WHAT IS BEING ASKED: Lay out as a numbered list, with blank lines left out, the lines running from the line that contains "For the test set, locate each instance of the chair" through the end of the records, both ends included.
====== MATERIAL SHOWN ======
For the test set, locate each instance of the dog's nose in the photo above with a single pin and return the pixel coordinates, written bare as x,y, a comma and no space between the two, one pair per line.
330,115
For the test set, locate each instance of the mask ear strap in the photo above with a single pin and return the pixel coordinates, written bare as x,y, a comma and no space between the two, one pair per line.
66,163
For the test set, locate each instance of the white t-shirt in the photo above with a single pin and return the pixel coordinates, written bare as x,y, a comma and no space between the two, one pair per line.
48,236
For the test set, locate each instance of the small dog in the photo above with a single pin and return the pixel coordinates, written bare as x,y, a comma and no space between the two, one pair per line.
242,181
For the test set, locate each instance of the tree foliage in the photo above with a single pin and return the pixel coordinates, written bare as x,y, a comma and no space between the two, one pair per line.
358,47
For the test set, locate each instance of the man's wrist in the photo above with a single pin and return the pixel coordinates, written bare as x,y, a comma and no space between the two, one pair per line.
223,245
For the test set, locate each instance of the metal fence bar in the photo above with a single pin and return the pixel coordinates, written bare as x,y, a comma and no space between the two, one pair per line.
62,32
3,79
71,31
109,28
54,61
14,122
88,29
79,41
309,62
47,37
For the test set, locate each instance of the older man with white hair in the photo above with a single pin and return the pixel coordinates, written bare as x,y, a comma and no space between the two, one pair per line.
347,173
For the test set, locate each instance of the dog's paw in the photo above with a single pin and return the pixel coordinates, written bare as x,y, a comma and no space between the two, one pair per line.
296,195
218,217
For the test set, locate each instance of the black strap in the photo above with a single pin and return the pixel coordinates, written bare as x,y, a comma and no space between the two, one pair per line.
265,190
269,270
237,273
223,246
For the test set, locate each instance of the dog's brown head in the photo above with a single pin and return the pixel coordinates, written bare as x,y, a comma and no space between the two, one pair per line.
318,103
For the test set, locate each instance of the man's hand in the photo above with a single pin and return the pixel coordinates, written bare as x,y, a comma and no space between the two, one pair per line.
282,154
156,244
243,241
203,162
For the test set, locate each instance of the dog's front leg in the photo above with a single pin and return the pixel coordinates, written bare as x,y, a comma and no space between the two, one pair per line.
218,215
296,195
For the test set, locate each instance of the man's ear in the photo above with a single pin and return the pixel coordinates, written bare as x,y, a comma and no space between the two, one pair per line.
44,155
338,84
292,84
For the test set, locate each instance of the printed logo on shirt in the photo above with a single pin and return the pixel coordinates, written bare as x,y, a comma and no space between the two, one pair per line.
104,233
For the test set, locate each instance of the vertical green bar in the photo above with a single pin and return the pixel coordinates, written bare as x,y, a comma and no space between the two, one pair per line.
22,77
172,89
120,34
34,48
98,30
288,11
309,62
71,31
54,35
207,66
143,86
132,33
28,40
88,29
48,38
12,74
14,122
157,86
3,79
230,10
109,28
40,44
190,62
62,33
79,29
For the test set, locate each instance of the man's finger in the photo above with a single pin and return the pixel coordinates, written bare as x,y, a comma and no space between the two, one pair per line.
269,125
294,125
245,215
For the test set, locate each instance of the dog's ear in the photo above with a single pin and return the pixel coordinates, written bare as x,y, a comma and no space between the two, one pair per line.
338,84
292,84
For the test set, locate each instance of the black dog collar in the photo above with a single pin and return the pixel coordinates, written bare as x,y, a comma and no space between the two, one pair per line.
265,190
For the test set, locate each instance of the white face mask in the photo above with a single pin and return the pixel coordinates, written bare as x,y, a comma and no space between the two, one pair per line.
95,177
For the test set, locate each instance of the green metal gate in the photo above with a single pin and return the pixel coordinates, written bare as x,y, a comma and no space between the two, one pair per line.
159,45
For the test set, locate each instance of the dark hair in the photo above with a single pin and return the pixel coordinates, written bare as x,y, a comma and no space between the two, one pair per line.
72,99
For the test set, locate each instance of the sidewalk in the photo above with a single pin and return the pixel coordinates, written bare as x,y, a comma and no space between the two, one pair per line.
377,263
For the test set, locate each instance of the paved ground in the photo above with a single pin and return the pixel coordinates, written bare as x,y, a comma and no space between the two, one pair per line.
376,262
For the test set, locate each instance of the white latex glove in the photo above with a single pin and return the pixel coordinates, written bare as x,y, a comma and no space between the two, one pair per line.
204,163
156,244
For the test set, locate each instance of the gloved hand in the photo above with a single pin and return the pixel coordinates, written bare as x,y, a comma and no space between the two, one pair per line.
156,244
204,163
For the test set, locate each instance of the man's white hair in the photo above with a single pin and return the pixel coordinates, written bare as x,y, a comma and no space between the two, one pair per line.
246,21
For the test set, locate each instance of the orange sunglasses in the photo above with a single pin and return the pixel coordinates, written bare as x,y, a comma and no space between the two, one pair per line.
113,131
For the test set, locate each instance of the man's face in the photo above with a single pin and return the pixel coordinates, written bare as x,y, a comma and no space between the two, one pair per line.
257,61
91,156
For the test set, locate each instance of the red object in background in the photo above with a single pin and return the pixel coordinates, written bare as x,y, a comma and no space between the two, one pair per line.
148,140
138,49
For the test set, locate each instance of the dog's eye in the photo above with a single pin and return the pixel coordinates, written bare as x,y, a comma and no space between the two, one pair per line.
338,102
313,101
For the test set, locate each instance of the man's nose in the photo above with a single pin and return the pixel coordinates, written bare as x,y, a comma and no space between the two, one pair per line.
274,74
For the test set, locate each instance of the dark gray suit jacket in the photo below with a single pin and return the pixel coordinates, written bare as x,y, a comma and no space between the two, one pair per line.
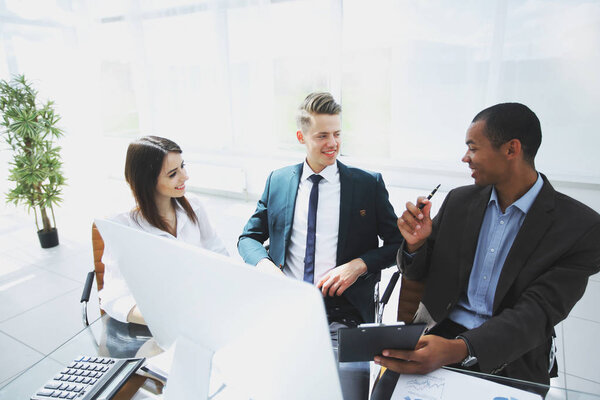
544,275
365,215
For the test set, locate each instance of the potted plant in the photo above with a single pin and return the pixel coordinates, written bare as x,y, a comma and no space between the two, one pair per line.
30,130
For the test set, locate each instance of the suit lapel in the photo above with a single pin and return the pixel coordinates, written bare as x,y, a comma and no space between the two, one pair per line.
290,201
536,223
470,235
346,189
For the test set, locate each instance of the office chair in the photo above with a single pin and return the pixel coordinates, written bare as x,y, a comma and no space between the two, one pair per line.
98,272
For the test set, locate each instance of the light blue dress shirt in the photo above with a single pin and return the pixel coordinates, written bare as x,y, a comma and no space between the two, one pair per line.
498,232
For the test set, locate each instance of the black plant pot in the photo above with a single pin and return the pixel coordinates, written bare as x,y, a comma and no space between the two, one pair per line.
48,239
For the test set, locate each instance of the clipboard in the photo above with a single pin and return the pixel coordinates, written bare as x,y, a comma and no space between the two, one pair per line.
366,341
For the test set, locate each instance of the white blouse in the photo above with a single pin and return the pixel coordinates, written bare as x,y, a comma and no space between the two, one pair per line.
115,297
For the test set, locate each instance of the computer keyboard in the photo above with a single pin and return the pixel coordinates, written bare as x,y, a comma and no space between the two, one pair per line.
87,378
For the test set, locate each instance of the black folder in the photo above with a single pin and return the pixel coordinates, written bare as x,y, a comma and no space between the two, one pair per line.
365,342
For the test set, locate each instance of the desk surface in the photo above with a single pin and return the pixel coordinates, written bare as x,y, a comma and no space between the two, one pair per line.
107,337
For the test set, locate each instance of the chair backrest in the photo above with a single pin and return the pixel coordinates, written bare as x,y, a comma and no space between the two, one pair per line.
98,247
408,301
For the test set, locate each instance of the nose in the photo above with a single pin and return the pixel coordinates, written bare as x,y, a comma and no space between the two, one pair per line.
332,142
======
EXERCISE ANSWER:
1. For the test set, locate each instance of the chair backrest in the photo above with a single pin and return the pixel coordinates, written bare as x,y, a comma and no space between the two, one pair per line.
2. 98,247
3. 408,301
4. For the test set, locate each instance of the nose in the photo above with a single pin and return the pixel coordinates, written bare as x,y, a comma and no space between the two, one pair per line.
5. 332,142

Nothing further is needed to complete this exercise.